• [INPUT MATERIAL]:
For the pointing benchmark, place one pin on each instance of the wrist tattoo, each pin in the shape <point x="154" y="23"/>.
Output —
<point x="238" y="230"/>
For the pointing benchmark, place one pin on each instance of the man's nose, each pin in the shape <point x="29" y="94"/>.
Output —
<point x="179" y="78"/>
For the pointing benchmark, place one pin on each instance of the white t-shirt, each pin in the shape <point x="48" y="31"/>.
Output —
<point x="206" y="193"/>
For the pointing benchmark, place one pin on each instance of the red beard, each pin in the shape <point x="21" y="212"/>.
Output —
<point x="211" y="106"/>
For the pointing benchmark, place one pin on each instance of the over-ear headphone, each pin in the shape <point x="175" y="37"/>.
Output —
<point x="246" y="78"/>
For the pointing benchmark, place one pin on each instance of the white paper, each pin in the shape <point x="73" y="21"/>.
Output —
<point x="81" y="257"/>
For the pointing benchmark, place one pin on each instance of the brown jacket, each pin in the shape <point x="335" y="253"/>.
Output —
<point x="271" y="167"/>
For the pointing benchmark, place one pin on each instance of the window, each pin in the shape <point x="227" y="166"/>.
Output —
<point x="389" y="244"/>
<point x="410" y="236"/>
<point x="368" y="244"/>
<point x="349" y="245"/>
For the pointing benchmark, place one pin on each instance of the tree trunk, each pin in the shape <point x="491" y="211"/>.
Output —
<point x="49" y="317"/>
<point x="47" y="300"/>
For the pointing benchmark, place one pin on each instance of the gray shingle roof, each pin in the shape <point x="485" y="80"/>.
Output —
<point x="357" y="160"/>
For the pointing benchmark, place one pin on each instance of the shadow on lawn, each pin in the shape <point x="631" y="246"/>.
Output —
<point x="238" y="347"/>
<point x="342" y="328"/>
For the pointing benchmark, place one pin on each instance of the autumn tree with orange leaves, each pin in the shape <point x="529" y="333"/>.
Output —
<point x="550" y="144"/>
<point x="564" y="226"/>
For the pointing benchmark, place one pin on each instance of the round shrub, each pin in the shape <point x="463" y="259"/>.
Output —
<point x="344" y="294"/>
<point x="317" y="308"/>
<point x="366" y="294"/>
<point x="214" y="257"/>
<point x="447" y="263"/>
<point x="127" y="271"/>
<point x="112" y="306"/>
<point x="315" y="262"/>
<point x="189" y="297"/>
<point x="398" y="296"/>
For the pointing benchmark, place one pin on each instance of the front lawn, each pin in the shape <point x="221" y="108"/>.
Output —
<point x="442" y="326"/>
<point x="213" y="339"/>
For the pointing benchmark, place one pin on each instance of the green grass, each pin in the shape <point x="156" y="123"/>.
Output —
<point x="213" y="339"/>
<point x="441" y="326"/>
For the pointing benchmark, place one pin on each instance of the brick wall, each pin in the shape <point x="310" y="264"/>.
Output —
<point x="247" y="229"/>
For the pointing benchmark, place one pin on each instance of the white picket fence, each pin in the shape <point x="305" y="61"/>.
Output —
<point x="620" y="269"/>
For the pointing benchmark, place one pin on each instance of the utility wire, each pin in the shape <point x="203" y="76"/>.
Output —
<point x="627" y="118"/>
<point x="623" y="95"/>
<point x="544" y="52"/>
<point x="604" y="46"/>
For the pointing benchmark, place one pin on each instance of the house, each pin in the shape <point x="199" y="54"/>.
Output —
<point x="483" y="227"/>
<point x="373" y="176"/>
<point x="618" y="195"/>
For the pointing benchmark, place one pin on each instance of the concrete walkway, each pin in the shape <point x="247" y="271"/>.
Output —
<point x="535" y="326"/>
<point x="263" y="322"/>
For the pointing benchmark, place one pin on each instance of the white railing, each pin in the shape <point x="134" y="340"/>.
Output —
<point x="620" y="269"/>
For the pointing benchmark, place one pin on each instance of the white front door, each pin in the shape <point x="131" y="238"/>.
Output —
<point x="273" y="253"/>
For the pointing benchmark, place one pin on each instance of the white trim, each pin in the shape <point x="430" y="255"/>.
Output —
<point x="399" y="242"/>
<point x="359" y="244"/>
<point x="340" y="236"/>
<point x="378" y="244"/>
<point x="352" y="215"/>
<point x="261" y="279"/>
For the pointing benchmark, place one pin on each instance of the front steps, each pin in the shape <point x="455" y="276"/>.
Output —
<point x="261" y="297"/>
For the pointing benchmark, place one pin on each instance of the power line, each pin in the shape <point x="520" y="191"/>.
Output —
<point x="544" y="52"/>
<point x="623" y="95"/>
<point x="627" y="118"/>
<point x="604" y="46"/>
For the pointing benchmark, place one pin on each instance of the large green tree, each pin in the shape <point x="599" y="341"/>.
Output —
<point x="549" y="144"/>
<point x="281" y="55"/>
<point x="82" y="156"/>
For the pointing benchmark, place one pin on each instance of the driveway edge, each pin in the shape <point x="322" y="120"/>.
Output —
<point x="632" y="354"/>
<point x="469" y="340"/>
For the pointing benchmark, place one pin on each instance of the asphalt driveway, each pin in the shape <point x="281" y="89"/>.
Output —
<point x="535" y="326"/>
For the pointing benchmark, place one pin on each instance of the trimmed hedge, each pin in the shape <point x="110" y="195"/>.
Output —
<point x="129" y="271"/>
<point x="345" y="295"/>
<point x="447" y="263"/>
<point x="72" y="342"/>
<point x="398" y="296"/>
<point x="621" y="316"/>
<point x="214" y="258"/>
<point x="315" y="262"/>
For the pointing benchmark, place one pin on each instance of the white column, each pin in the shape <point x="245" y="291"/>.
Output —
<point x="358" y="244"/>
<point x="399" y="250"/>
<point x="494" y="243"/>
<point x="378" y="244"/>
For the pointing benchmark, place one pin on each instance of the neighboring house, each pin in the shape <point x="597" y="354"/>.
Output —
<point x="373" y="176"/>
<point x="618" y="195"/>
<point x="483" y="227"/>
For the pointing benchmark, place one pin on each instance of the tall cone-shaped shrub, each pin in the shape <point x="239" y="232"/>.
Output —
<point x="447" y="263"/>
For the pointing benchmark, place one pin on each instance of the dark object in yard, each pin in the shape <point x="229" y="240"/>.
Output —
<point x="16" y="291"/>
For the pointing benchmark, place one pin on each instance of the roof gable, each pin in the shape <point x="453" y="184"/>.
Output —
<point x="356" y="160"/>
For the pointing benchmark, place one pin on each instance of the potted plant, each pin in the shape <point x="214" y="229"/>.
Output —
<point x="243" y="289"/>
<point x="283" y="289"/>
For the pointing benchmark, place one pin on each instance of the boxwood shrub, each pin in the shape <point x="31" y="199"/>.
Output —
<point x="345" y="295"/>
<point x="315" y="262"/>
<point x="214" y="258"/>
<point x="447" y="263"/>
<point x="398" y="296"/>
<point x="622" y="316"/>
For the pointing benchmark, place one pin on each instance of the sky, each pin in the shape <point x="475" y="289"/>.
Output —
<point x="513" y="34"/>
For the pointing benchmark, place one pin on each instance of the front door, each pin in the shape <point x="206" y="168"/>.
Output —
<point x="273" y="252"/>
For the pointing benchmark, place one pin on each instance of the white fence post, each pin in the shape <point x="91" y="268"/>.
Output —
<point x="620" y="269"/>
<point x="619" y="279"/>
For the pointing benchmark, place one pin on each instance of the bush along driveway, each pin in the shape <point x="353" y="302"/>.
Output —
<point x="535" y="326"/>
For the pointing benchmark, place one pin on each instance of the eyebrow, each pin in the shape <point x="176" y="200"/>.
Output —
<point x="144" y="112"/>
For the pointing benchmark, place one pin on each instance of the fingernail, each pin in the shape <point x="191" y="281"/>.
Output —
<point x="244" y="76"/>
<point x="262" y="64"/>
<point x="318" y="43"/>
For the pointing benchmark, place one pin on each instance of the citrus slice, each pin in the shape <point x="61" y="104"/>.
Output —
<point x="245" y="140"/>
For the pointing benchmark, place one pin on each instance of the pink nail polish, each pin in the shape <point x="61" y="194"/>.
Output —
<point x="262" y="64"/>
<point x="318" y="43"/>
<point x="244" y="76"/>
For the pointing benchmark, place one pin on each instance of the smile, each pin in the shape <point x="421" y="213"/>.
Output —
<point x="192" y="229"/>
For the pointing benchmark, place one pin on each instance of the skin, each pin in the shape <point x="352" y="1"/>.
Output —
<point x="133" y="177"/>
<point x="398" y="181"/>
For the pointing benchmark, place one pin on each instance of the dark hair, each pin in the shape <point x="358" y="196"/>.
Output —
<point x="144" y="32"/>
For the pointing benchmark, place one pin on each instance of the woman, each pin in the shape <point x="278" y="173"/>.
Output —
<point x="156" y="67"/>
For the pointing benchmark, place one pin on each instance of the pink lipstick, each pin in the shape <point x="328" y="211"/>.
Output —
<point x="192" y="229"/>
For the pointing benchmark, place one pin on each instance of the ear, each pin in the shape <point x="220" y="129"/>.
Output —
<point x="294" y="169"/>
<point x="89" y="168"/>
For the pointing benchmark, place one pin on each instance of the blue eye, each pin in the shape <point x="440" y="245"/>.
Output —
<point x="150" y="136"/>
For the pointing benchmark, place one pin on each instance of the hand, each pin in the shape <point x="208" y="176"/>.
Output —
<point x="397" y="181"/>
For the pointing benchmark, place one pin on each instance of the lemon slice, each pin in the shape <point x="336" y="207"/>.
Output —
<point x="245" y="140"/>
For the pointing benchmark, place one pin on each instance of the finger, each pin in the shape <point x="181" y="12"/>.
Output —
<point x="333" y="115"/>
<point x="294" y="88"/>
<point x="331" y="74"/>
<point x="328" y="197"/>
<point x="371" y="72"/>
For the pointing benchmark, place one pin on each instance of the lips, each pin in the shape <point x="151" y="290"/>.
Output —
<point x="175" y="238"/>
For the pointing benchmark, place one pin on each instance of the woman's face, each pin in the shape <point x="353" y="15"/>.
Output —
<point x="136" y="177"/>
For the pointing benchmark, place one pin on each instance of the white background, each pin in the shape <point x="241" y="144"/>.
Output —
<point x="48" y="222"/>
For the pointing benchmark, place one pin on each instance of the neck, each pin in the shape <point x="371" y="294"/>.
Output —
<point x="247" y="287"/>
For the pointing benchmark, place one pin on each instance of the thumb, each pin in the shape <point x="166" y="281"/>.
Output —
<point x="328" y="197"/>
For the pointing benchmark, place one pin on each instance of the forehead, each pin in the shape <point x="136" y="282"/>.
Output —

• [EXERCISE]: Only the lines from the one containing "the lips, each" to the end of the records should be repeated, exactly as they appear.

• [ANSWER TO THIS PROBLEM]:
For the pointing benchmark, place one pin on each instance of the lips, each pin in the shape <point x="151" y="290"/>.
Output —
<point x="175" y="238"/>
For the pointing benchmark, place one pin on each instance of the woman's face, each pin in the shape <point x="353" y="15"/>.
Output —
<point x="136" y="177"/>
For the pointing benchmark, place one pin on each instance of the white background, each pin in the shape <point x="241" y="144"/>.
Output —
<point x="48" y="222"/>
For the pointing benchmark, place one pin on each instance of the neck, each pin in the shape <point x="371" y="294"/>.
Output —
<point x="247" y="287"/>
For the pointing benchmark, place one pin on each instance of the thumb, each pin in the shape <point x="166" y="281"/>.
Output —
<point x="328" y="197"/>
For the pointing benchmark, place one pin on each instance of the forehead, each pin in the shape <point x="136" y="282"/>.
Output —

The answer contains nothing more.